Problem statement:
Copy out the listing below word for word, from start to finish, but leave out the pictures.
****************
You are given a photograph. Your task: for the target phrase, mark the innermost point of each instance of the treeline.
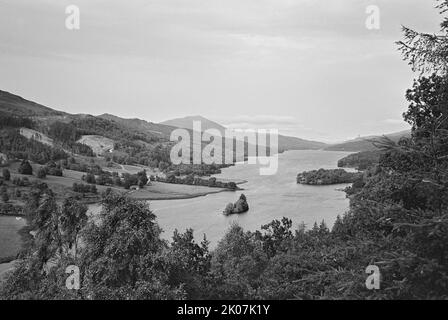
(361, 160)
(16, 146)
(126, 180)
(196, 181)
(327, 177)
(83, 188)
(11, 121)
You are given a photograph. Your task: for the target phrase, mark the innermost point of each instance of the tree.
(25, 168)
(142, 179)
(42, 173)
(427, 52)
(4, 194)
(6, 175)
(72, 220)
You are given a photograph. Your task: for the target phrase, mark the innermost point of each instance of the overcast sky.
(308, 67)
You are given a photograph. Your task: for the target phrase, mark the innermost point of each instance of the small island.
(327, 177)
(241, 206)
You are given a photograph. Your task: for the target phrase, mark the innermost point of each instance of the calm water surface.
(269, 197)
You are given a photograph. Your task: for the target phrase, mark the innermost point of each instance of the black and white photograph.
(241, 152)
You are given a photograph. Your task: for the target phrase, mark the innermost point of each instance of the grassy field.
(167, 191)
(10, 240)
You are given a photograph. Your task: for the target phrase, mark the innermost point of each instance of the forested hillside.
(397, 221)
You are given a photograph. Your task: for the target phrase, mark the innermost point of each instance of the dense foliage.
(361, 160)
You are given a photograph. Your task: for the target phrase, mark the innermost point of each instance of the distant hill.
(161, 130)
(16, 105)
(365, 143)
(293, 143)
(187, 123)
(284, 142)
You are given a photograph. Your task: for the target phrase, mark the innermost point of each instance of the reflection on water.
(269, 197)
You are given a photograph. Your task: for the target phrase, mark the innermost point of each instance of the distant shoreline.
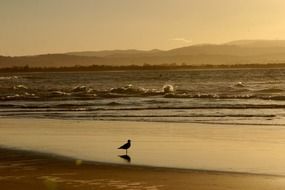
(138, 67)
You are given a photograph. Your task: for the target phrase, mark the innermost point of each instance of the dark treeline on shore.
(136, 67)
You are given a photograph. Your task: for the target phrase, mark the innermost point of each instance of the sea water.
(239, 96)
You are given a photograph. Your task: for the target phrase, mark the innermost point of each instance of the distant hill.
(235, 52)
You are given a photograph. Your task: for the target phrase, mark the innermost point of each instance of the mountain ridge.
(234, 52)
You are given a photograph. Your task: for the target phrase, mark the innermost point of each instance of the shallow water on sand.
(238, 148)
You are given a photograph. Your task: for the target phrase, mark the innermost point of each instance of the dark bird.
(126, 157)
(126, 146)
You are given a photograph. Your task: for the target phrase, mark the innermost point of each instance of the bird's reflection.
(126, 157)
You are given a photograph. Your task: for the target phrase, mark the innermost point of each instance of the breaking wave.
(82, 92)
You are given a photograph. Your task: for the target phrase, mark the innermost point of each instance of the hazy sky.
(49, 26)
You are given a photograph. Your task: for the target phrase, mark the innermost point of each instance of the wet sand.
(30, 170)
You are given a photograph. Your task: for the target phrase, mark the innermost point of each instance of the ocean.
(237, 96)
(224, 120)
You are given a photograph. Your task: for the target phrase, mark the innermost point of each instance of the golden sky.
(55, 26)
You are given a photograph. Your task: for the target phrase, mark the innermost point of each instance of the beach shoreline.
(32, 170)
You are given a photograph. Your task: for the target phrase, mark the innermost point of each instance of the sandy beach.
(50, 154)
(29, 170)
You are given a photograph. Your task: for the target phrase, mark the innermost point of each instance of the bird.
****************
Solution for this task:
You are given a photograph. Your task: for the target phrase, mark the innermost point of each instance of the treeline.
(361, 160)
(16, 146)
(126, 180)
(196, 181)
(327, 177)
(83, 188)
(11, 121)
You are given a photograph. Your task: for the target phrase, mark the innermost point of each instance of the tree.
(25, 168)
(142, 179)
(42, 173)
(427, 52)
(4, 194)
(6, 175)
(72, 220)
You are given a photograph. Your task: for the target phrase, mark the innermost point of each instance of the overcast sky.
(308, 67)
You are given a photograph. Your task: for the target phrase, mark the innermost point of each instance of the small island.
(327, 177)
(241, 206)
You are given a photograph. Your task: for the target phrase, mark the innermost point of each instance of the calm water surface.
(269, 197)
You are given a photograph. Your task: for the target phrase, mark the innermost point of each instance of the black and white photograph.
(241, 152)
You are given a photograph. Your task: for the target phrase, mark the innermost point of each instance of the grassy field.
(167, 191)
(10, 240)
You are given a photograph. Your task: for the target phrase, mark the innermost point of each instance of the forested hillside.
(397, 221)
You are given a photograph. Your task: for the target phrase, mark the innermost point of each instance of the dense foliage.
(361, 160)
You are given a photograph. Your task: for the target phrase, mark the innermost point of each instance of the distant hill.
(161, 130)
(16, 105)
(365, 143)
(293, 143)
(187, 123)
(284, 142)
You are given a photograph. Your task: for the target phrase, mark the innermost point of each instance of the reflection on water.
(269, 197)
You are given a photograph. Your task: for the target phrase, mark the innermost point of each instance of the distant shoreline.
(138, 67)
You are given a photograph. Your task: for the target phrase, mark the innermost point of each instance of the dark treeline on shore.
(136, 67)
You are given a photograph. Your task: for the target phrase, mark the innermost point of each instance of the sea water.
(239, 96)
You are given a photograph. Your task: for the target phrase, mark the innermost point of each instance of the distant hill.
(235, 52)
You are given a photograph. Your task: for the target phrase, mark the innermost point of each instance of the mountain ridge.
(234, 52)
You are given a photograph. Your task: for the target phrase, mark the innermost point of each instance of the shallow water on sand.
(238, 148)
You are given a photograph. Your task: for the target phrase, mark the innermost point of each instance of the dark bird.
(126, 157)
(126, 146)
You are given a photograph. Your task: for the target phrase, mark the innermost point of each instance of the bird's reflection.
(126, 157)
You are given a photograph. Your task: for the target phrase, mark the innermost point of each instance of the breaking wave.
(82, 92)
You are given a photograph. Your task: for the target phrase, mark the innermost point of each instance of the hazy sky.
(49, 26)
You are given a photograph. Your task: for the target phrase, mark the innermost point of each instance of the wet sand.
(30, 170)
You are given a photograph. Your task: for the target phrase, mark the innermost point of each instance of the ocean.
(237, 96)
(224, 120)
You are given a photograph. Your task: for the target phrase, mark the innermost point of each instance of the golden sky.
(55, 26)
You are given a photograph. Your task: for the target phrase, mark the innermost point of each instance of the beach shoreline.
(32, 170)
You are given a photograph. Your task: for the target phrase, mark the innermost point of each instance of the sandy beach.
(50, 154)
(29, 170)
You are given a photograph. Your task: for the target phrase, mark the innermost point of each instance of the bird.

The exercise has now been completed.